▸ **WHAT THE TASK ASKS**: Recast the data below as a JSON list of strings, one string per line, leaving out blank lines.

▸ **TASK INPUTS**:
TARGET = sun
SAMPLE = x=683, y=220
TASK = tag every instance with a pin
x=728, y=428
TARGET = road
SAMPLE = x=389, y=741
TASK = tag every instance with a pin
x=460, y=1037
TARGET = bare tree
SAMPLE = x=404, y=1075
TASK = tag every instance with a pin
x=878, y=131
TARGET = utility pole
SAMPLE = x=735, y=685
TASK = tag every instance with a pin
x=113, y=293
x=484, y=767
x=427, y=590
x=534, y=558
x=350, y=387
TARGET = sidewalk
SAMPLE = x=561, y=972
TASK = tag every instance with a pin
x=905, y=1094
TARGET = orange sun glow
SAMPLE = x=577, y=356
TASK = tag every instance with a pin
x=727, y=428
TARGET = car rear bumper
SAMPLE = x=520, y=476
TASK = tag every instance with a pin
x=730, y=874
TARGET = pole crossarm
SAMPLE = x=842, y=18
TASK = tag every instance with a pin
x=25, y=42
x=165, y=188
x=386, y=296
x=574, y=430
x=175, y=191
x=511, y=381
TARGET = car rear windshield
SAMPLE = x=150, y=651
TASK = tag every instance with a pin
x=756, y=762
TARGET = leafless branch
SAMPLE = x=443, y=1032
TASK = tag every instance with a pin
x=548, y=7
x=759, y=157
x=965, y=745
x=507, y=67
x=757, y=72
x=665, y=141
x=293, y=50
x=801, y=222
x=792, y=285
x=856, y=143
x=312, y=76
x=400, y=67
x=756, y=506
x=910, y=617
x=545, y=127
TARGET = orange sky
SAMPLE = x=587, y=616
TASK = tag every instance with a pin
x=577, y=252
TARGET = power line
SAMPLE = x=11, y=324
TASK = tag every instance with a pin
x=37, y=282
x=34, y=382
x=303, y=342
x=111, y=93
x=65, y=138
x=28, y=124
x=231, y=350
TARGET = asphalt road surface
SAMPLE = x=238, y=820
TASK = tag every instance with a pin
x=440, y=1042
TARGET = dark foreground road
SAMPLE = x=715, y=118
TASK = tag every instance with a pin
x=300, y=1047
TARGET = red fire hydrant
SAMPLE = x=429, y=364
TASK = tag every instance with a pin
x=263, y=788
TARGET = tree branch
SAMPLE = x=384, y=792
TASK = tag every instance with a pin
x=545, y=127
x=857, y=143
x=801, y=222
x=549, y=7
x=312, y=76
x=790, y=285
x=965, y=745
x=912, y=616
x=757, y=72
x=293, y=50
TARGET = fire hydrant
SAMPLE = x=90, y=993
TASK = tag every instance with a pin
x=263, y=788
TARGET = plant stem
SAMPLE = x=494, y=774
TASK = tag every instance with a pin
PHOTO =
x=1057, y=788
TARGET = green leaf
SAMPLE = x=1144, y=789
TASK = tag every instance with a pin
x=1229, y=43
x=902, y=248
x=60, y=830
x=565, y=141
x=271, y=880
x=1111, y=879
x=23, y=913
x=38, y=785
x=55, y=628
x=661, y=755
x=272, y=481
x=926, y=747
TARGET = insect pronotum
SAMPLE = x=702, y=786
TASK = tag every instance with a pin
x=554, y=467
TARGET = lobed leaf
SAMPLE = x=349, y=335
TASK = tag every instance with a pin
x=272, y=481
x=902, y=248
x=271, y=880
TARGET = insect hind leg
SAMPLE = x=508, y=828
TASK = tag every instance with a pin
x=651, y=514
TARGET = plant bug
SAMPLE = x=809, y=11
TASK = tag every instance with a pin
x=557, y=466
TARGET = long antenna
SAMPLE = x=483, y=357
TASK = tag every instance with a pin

▸ **SOLUTION FOR THIS EXERCISE**:
[
  "TARGET = sun",
  "SAMPLE = x=683, y=220",
  "TASK = tag every instance with a pin",
  "x=728, y=428",
  "TARGET = road",
  "SAMPLE = x=389, y=741",
  "TASK = tag every instance with a pin",
  "x=460, y=1037",
  "TARGET = bare tree",
  "SAMPLE = x=404, y=1075",
  "TASK = tag every instance with a pin",
  "x=878, y=131",
  "TARGET = utility pole",
  "SAMPLE = x=735, y=685",
  "TASK = tag every instance with a pin",
  "x=113, y=293",
  "x=484, y=767",
  "x=427, y=590",
  "x=534, y=558",
  "x=350, y=387",
  "TARGET = sidewalk",
  "SAMPLE = x=561, y=972",
  "TASK = tag every instance with a pin",
  "x=905, y=1094",
  "TARGET = orange sun glow",
  "SAMPLE = x=577, y=356",
  "TASK = tag every instance with a pin",
  "x=727, y=428",
  "TARGET = car rear bumper",
  "SAMPLE = x=520, y=476",
  "TASK = tag every instance with a pin",
  "x=730, y=874",
  "TARGET = pole crossarm",
  "SAMPLE = x=842, y=18",
  "TASK = tag every instance with a pin",
  "x=25, y=42",
  "x=165, y=188",
  "x=386, y=296",
  "x=574, y=430",
  "x=175, y=191",
  "x=511, y=381",
  "TARGET = car rear windshield",
  "SAMPLE = x=150, y=651",
  "TASK = tag every instance with a pin",
  "x=756, y=762",
  "TARGET = leafless branch",
  "SAMPLE = x=443, y=1032",
  "TASK = tag every instance with a pin",
  "x=548, y=7",
  "x=759, y=157",
  "x=965, y=745",
  "x=507, y=67",
  "x=757, y=72",
  "x=665, y=141",
  "x=293, y=50",
  "x=801, y=222",
  "x=792, y=285",
  "x=856, y=143",
  "x=312, y=76",
  "x=400, y=67",
  "x=756, y=506",
  "x=910, y=617",
  "x=545, y=127",
  "TARGET = orange sky",
  "SAMPLE = x=587, y=616",
  "TASK = tag every instance with a pin",
  "x=577, y=252",
  "TARGET = power line",
  "SAMPLE = x=11, y=324",
  "TASK = tag every instance with a pin",
  "x=37, y=282",
  "x=34, y=382",
  "x=303, y=342",
  "x=111, y=93",
  "x=65, y=138",
  "x=28, y=124",
  "x=231, y=350",
  "TARGET = asphalt road surface",
  "SAMPLE = x=238, y=820",
  "TASK = tag every instance with a pin",
  "x=440, y=1042",
  "TARGET = dark foreground road",
  "SAMPLE = x=715, y=118",
  "TASK = tag every instance with a pin",
  "x=300, y=1047",
  "TARGET = red fire hydrant",
  "SAMPLE = x=429, y=364",
  "TASK = tag every instance with a pin",
  "x=263, y=788",
  "TARGET = tree branch",
  "SAMPLE = x=384, y=792",
  "TASK = tag every instance with a pin",
  "x=545, y=127",
  "x=857, y=143",
  "x=801, y=222",
  "x=549, y=7",
  "x=312, y=76",
  "x=790, y=285",
  "x=965, y=745",
  "x=912, y=616",
  "x=757, y=72",
  "x=293, y=50",
  "TARGET = fire hydrant",
  "SAMPLE = x=90, y=993",
  "TASK = tag every instance with a pin",
  "x=263, y=788",
  "TARGET = plant stem",
  "SAMPLE = x=494, y=774",
  "TASK = tag every instance with a pin",
  "PHOTO =",
  "x=1057, y=788",
  "TARGET = green leaf",
  "SAMPLE = x=1144, y=789",
  "TASK = tag every instance with a pin",
  "x=1229, y=43",
  "x=902, y=248",
  "x=60, y=830",
  "x=565, y=141",
  "x=271, y=880",
  "x=1111, y=879",
  "x=23, y=913",
  "x=38, y=785",
  "x=55, y=628",
  "x=661, y=755",
  "x=272, y=481",
  "x=926, y=747",
  "TARGET = insect pronotum",
  "SAMPLE = x=702, y=786",
  "TASK = tag every instance with a pin",
  "x=554, y=467",
  "TARGET = lobed leaf",
  "SAMPLE = x=349, y=335",
  "TASK = tag every instance with a pin",
  "x=272, y=481",
  "x=902, y=248",
  "x=271, y=880",
  "TARGET = insect hind leg",
  "SAMPLE = x=508, y=828",
  "TASK = tag every instance with a pin",
  "x=651, y=514",
  "TARGET = plant bug",
  "SAMPLE = x=809, y=11",
  "TASK = tag every instance with a pin",
  "x=557, y=466",
  "TARGET = long antenna",
  "SAMPLE = x=483, y=357",
  "TASK = tag every instance with a pin"
]